> Aim of the exercise
Which lines in the entries below contain the string "logo", matching case? Collect every such line.

> Image box annotation entries

>> Start

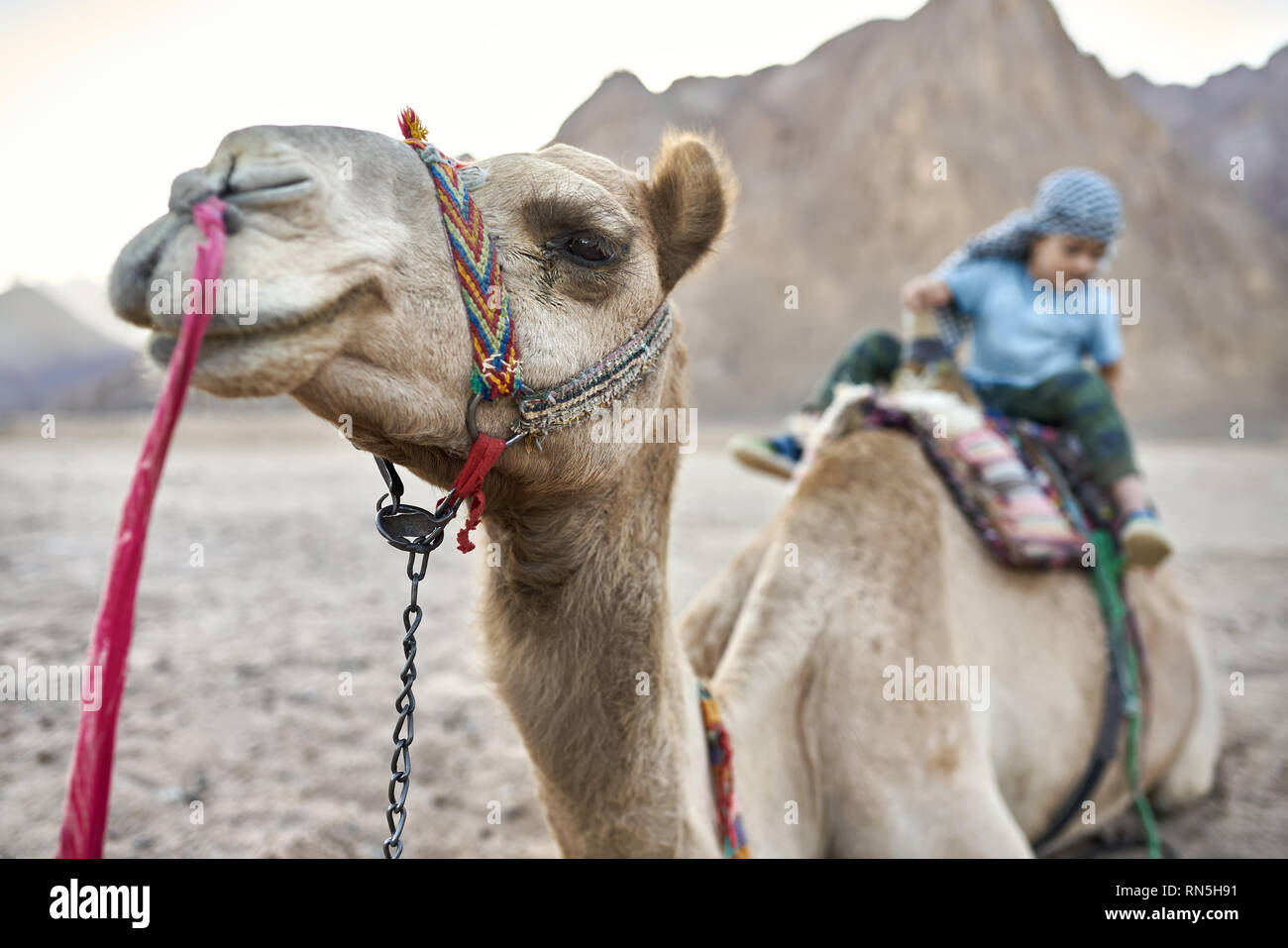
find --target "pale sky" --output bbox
[0,0,1288,291]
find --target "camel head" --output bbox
[111,126,735,510]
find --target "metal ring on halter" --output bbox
[465,391,528,447]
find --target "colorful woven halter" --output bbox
[698,682,751,859]
[398,108,674,448]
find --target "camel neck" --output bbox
[482,445,715,855]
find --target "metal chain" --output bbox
[383,535,430,859]
[376,459,463,859]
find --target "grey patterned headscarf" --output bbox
[932,167,1124,352]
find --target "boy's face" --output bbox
[1029,233,1105,283]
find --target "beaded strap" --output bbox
[514,300,675,434]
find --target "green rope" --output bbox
[1091,528,1163,859]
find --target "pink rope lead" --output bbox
[58,196,224,859]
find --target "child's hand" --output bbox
[899,275,953,313]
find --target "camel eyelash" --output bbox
[545,228,627,267]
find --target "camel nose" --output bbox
[168,167,228,214]
[168,161,316,233]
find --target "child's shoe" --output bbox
[1118,506,1172,567]
[728,434,802,479]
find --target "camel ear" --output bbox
[644,130,738,292]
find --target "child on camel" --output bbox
[730,167,1171,566]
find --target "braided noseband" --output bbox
[398,108,674,448]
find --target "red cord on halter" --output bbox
[58,197,224,859]
[438,432,505,553]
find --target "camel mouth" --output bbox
[147,306,338,366]
[223,177,317,207]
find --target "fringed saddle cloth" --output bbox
[796,382,1113,570]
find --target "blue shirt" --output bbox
[943,257,1124,387]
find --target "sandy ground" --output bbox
[0,411,1288,857]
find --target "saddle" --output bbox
[800,382,1115,570]
[794,382,1160,855]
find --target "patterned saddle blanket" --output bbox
[800,382,1115,570]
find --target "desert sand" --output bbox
[0,411,1288,858]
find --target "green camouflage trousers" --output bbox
[803,331,1140,488]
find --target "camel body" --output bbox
[111,126,1218,857]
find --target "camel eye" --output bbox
[546,231,617,266]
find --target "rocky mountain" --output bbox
[1122,47,1288,233]
[0,280,293,419]
[554,0,1288,433]
[0,284,150,415]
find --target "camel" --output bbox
[111,126,1219,857]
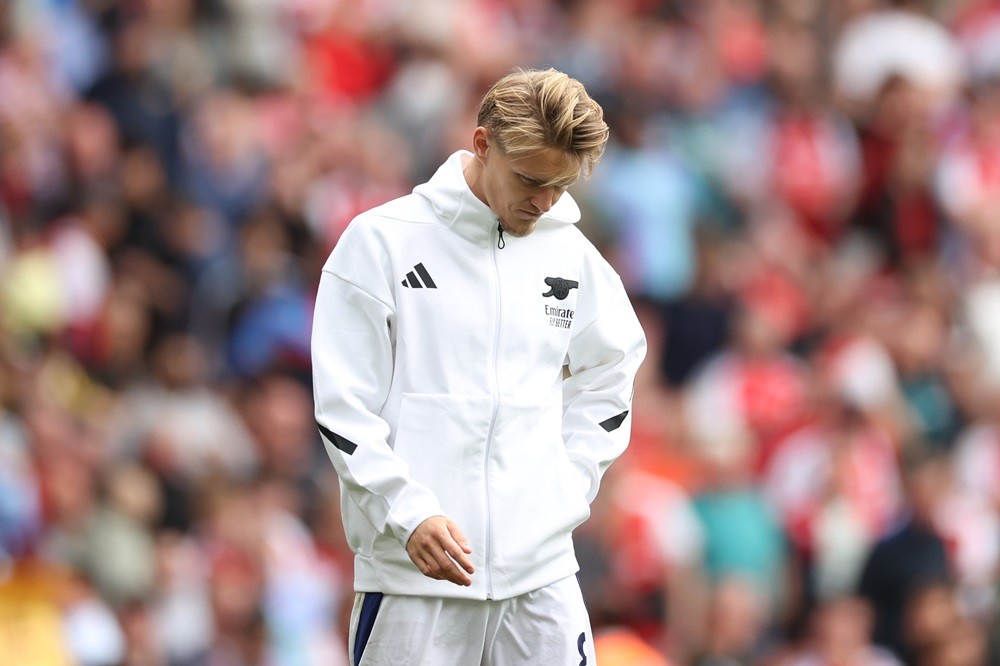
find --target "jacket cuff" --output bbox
[387,488,444,548]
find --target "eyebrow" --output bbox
[514,170,580,188]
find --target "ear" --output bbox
[472,126,490,162]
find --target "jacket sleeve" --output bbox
[312,223,442,546]
[563,246,646,502]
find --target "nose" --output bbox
[531,187,559,213]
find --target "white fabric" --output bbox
[350,576,597,666]
[312,152,646,599]
[833,10,964,101]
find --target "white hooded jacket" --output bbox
[312,151,646,599]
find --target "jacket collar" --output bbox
[413,150,580,244]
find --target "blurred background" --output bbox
[0,0,1000,666]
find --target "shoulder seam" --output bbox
[322,268,392,312]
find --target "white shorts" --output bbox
[349,576,596,666]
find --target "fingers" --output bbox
[447,520,476,574]
[406,516,475,586]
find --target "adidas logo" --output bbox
[403,264,437,289]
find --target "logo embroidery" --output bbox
[403,263,437,289]
[542,278,580,301]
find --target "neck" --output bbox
[462,155,490,206]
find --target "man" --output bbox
[313,70,646,666]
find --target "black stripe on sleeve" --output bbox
[316,423,358,455]
[600,409,628,432]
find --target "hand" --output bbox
[406,516,475,586]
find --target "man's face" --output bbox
[477,130,580,236]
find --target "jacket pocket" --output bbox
[393,393,493,553]
[490,400,590,576]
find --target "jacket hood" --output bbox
[413,150,580,242]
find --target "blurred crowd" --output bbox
[0,0,1000,666]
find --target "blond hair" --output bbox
[477,68,608,176]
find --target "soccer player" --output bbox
[312,70,646,666]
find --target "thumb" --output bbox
[448,520,472,554]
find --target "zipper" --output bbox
[483,224,503,599]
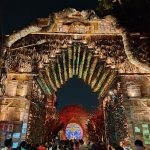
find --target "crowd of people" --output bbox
[1,139,145,150]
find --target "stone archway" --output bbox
[2,9,149,149]
[36,40,117,99]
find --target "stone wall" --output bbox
[123,76,150,149]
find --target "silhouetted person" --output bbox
[115,146,124,150]
[18,141,27,150]
[1,139,12,150]
[134,140,145,150]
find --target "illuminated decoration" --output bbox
[36,42,117,98]
[105,81,128,145]
[0,9,150,149]
[66,123,83,140]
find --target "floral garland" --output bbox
[76,44,81,75]
[68,47,73,78]
[57,57,63,85]
[93,68,111,92]
[83,53,92,81]
[63,52,68,81]
[91,66,103,89]
[51,63,60,88]
[45,67,57,91]
[73,45,77,75]
[98,71,117,99]
[37,73,52,95]
[79,50,86,78]
[88,57,98,84]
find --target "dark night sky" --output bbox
[0,0,150,35]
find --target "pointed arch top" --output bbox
[35,42,117,98]
[6,8,150,73]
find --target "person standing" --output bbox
[1,139,12,150]
[134,140,145,150]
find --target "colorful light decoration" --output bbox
[37,43,117,98]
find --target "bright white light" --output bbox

>> End

> Exercise response
find --target "adidas logo" --output bbox
find --target "logo embroidery" --output bbox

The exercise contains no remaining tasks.